**Bitte bearbeiten Sie:**
1. Seit welchem Jahr bauen Stathis Stasinopoulus und Jap Kellner laut dem Lesetext gemeinsam Fahrräder?
2. Nennen Sie alle Fahrradarten, die laut dem Lesetext bei Velo Lab gebaut werden.

**Lesetext:**
'''

Die Räume von Velo Lab befinden sich heute in einer Industriebrache, auf dem ehemaligen Kellogg Areal auf der Bremer Überseeinsel. Velo Lab ist zweifelsfrei ein Bremer Unternehmen, eine Manufaktur, die seit ihrer Gründung an der Weser produziert. Aber erst seit dem Umzug von Bremen-Nord ins Zentrum, fühlt es sich für den einen oder anderen auch so an. Und hey: was für ein Antritt ist das bitte? Außen und Innen sind die stilvoll gestalteten Lab-Räume mattgrau gestrichen und so ist der Showroom düster-einladend schön. Gestaltet und designed vom zweiten im Bunde: Stathis Stasinopoulus. Gemeinsam mit Jap Kellner baut er seit 2017 Fahrräder – City- und Gravelbikes und eben Lastenräder. Mit insgesamt zwölf Angestellten kommen sie auf 100 bis 300 Räder pro Jahr, die an Ort und Stelle geschweißt und montiert werden. Auch lackiert werden die Räder hier bzw. inzwischen pulverbeschichtet. Was die Auswahl der Farben für die Kunden extrem umfangreich macht. Stathis designed alle Modelle selbst. Als er 2017 aus Athen nach Bremen kam, brachte er auch das besondere, CO2 reduzierte Alumium, mit. Ein Werkstoff, der die Velo Lab Räder besonders macht.

'''

**Vorliegende Datensätze:**

'''

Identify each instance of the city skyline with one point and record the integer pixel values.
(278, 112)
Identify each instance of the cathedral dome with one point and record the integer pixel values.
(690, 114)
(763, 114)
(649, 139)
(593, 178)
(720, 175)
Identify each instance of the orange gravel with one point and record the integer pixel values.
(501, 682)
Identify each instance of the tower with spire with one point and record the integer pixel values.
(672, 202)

'''
'''

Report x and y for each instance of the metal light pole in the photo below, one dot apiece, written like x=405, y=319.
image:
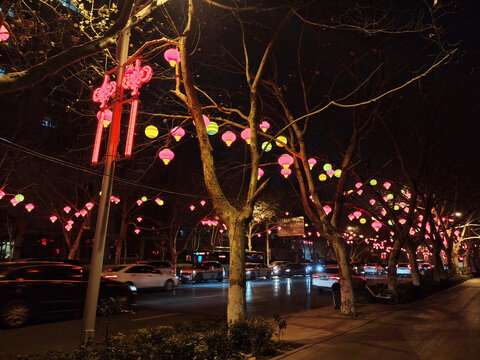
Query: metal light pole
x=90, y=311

'''

**Ergebnisse der Übung:**
1. Seit 2017.

2. Citybikes, Gravelbikes und Lastenräder.